→ Extract provided

There are several reports available on the growth of ZnSe thin films by various techniques such as Molecular beam epitaxy [3], chemical vapor deposition (CVD) [6], screen printing [8], vacuum evaporation [9], pulsed laser deposition (PLD) [10], chemical bath deposition (CBD) [11], etc. It has been identified that the deposition from aqueous solution makes the process simple, economical, and easily scalable. Electrodeposition is one of the most widely accepted techniques for the economical and efficient growth of the films from aqueous solution, and numerous reports are available on the deposition of various thin films by this technique. However, it is very surprising to note that the electrodeposition of ZnSe thin films has not been studied in comparison with cadmium chalcogenides. Also it is worth to note that electrodeposition of the ZnSe is difficult because of the wide difference in the reduction potential of Zn and Se ions [12], and only few reports are available on the electrodeposition of ZnSe thin films [13–15]. In this study, ZnSe thin films have been synthesized on indium-doped tin oxide (ITO)-coated conducting glass substrates at various deposition potentials from aqueous electrolytic bath using cathodic electrodeposition technique. The ZnSe films deposited are characterized for structural studies, surface morphological, and optical properties.

→ What is asked
Continue the passage on electrodeposition of ZnSe thin films, starting after its last sentence. The data further down the page is not needed here.

→ Rows
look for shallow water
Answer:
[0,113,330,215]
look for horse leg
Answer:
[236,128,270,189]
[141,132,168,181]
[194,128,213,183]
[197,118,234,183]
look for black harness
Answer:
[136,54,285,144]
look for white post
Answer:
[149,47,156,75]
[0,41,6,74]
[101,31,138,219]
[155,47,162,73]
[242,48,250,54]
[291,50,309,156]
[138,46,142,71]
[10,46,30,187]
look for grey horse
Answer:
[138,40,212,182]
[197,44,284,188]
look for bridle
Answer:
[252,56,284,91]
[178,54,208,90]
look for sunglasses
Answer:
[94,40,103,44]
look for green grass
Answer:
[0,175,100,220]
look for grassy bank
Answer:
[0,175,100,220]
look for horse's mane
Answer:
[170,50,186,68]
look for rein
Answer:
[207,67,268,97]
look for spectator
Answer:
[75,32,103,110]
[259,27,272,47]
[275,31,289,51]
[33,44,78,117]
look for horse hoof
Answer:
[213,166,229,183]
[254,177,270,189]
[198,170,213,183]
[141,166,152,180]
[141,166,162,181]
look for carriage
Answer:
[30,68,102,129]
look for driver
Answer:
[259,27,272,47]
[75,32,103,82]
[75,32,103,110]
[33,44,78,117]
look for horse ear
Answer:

==

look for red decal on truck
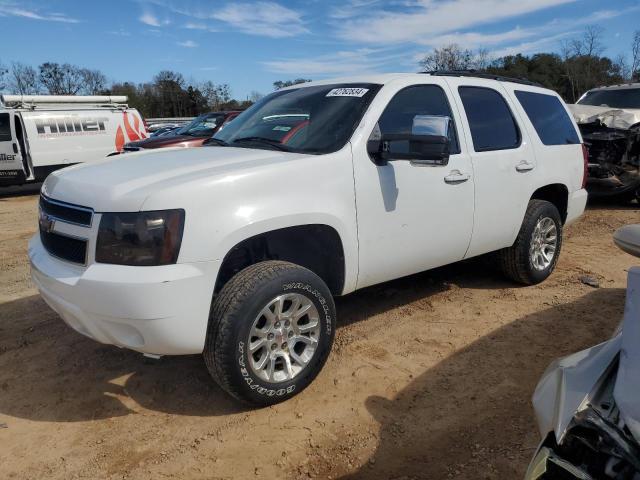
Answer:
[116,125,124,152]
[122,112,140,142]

--

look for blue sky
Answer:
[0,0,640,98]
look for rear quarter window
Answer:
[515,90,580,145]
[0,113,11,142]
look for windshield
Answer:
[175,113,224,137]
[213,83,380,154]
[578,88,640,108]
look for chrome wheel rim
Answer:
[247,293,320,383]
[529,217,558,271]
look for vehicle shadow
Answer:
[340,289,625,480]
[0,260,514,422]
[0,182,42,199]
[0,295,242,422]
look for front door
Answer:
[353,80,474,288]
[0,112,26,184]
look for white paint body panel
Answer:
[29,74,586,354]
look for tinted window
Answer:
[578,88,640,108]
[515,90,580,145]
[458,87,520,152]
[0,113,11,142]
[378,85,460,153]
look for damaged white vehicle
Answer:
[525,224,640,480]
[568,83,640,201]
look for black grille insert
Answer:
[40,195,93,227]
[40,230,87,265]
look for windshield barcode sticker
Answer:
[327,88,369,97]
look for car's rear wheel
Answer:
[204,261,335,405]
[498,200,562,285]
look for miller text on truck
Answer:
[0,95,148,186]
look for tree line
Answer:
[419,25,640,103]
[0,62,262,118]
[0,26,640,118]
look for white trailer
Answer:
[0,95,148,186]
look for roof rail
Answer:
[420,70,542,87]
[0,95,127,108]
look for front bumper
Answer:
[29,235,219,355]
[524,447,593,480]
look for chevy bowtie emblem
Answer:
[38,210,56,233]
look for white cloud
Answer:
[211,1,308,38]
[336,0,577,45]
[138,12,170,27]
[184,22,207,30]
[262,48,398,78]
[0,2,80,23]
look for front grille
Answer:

→ The output
Experimental

Electrochemical experiments were carried out using a Potentiostat/Galvanostat (EG&G Princeton Applied Research, USA Model 362A). Electrodeposition was performed in a conventional three electrode cell with ITO substrates as cathode and graphite rod as anode and a saturated calomel electrode as reference electrode. ZnSe thin films were prepared using an electrolyte containing zinc sulfate (ZnSO₄) and SeO₂. ZnSO₄ and SeO₂ were taken with 0.02 and 0.005 M, respectively. Electrodeposition was performed with deposition potential varying from −0.650 to −0.950 V insteps of 100 mV with respect to SCE. The electrolytic bath temperature and deposition time were maintained at 75 °C and 30 min, respectively. Thickness of the deposited films was measured using stylus profilometer (Mitutoyo SJ 301). An X-ray diffractometer (X’PERT PRO PANalytical, Netherlands) with Cukα radiation (λ = 0.1540 nm) was used to identify the crystal structure of the films. Surface morphological studies were carried out using energy dispersive analysis attached with scanning electron microscopy (SEM-Philips Model XL 30, USA). Photoluminescence (PL) spectroscopic studies were carried out using Variant Cary Eclipse Fluorescence Spectrophotometer.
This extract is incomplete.